● WHAT TO WORK ON: Using the records below, write out only the lines from the line containing "Target: shell scute" up to and including the line containing "x=312, y=228", exactly, with no pictures.

● DATA EXTRACT:
◇ ◇ ◇ ◇ ◇
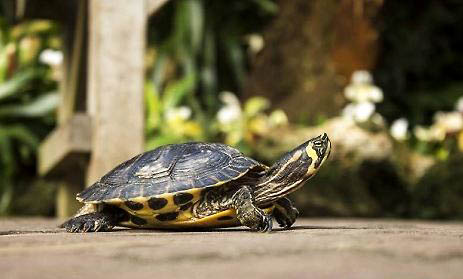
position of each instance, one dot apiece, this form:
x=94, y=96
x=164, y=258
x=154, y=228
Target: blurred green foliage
x=420, y=65
x=196, y=50
x=27, y=100
x=438, y=194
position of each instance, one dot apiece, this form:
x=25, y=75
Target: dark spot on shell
x=186, y=206
x=138, y=221
x=133, y=205
x=182, y=198
x=266, y=206
x=157, y=203
x=167, y=216
x=225, y=218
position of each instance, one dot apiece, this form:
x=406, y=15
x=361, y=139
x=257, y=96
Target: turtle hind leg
x=285, y=213
x=248, y=213
x=104, y=220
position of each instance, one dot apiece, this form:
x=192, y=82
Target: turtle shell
x=179, y=170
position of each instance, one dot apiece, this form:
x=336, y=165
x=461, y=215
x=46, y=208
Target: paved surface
x=315, y=248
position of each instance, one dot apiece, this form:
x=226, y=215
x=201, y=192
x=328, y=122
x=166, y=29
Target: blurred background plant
x=27, y=100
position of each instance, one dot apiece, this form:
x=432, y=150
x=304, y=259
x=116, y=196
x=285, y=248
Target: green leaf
x=39, y=107
x=176, y=91
x=15, y=84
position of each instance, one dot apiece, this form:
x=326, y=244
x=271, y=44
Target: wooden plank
x=67, y=144
x=115, y=82
x=73, y=82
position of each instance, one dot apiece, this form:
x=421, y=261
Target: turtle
x=198, y=185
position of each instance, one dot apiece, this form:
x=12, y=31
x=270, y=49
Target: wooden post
x=115, y=82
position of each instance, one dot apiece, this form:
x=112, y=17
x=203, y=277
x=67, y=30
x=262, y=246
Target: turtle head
x=317, y=150
x=293, y=169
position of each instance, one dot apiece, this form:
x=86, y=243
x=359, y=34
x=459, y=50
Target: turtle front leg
x=285, y=213
x=248, y=213
x=103, y=220
x=92, y=222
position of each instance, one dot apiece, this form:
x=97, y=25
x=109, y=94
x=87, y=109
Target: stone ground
x=315, y=248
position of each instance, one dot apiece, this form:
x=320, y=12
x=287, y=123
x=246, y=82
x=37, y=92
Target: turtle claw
x=266, y=225
x=285, y=214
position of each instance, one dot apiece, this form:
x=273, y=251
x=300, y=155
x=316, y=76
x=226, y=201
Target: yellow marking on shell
x=147, y=211
x=187, y=220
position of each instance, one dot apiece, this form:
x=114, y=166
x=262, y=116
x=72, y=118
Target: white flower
x=256, y=43
x=361, y=77
x=359, y=112
x=459, y=105
x=450, y=122
x=434, y=133
x=51, y=57
x=399, y=129
x=362, y=89
x=180, y=113
x=232, y=109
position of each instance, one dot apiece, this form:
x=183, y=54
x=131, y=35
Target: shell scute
x=170, y=169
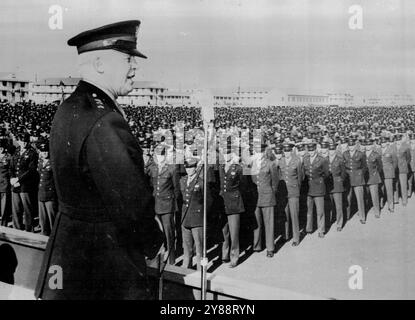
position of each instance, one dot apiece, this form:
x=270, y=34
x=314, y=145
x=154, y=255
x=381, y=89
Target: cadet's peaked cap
x=120, y=36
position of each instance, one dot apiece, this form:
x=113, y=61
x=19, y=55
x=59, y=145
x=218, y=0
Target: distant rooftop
x=73, y=81
x=11, y=76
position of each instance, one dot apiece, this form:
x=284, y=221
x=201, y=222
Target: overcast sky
x=299, y=45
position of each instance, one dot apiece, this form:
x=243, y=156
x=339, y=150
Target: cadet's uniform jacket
x=230, y=188
x=404, y=158
x=166, y=187
x=316, y=172
x=389, y=162
x=412, y=159
x=24, y=167
x=355, y=167
x=292, y=175
x=374, y=168
x=337, y=174
x=192, y=209
x=266, y=181
x=106, y=222
x=5, y=173
x=46, y=190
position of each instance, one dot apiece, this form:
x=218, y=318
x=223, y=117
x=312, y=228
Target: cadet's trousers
x=192, y=238
x=21, y=201
x=231, y=238
x=402, y=184
x=292, y=210
x=47, y=214
x=3, y=208
x=374, y=195
x=321, y=223
x=265, y=220
x=337, y=203
x=388, y=190
x=167, y=221
x=358, y=191
x=410, y=183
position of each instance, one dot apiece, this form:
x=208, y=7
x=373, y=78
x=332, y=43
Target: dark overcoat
x=106, y=221
x=230, y=184
x=389, y=162
x=337, y=174
x=355, y=167
x=374, y=168
x=317, y=172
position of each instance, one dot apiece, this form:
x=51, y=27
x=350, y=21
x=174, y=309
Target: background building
x=12, y=88
x=52, y=89
x=385, y=100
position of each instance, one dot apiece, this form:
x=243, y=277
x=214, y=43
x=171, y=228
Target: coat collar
x=97, y=93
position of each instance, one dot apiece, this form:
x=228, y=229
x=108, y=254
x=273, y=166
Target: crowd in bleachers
x=307, y=157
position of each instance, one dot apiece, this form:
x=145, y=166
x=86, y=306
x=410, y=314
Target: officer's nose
x=133, y=63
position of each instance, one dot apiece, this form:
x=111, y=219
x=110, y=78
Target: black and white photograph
x=226, y=151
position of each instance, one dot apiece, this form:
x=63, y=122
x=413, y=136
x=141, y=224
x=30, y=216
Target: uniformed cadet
x=24, y=181
x=291, y=175
x=165, y=180
x=412, y=164
x=4, y=182
x=317, y=171
x=373, y=174
x=355, y=164
x=265, y=177
x=191, y=186
x=336, y=183
x=230, y=174
x=301, y=150
x=389, y=167
x=403, y=153
x=99, y=177
x=47, y=201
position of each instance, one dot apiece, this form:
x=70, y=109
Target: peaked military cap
x=120, y=36
x=43, y=146
x=324, y=145
x=190, y=162
x=278, y=149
◇ ◇ ◇ ◇ ◇
● TASK RESPONSE:
Target: shell scute
x=170, y=169
position of each instance, one dot apiece, this form:
x=270, y=34
x=314, y=145
x=154, y=255
x=381, y=89
Target: cadet's peaked cap
x=120, y=36
position of each instance, one dot apiece, this form:
x=113, y=61
x=19, y=55
x=59, y=145
x=218, y=0
Target: distant rooftop
x=73, y=81
x=11, y=76
position of each instance, one dot apiece, this form:
x=284, y=221
x=201, y=222
Target: overcast sky
x=299, y=45
position of each instance, one dot apiece, this form:
x=243, y=156
x=339, y=150
Target: cadet's uniform jacket
x=230, y=188
x=404, y=158
x=166, y=187
x=316, y=172
x=389, y=162
x=412, y=159
x=24, y=167
x=355, y=167
x=292, y=175
x=374, y=168
x=337, y=174
x=192, y=209
x=266, y=181
x=106, y=222
x=5, y=173
x=46, y=190
position of each instance, one dot apiece, this form:
x=218, y=318
x=223, y=117
x=312, y=228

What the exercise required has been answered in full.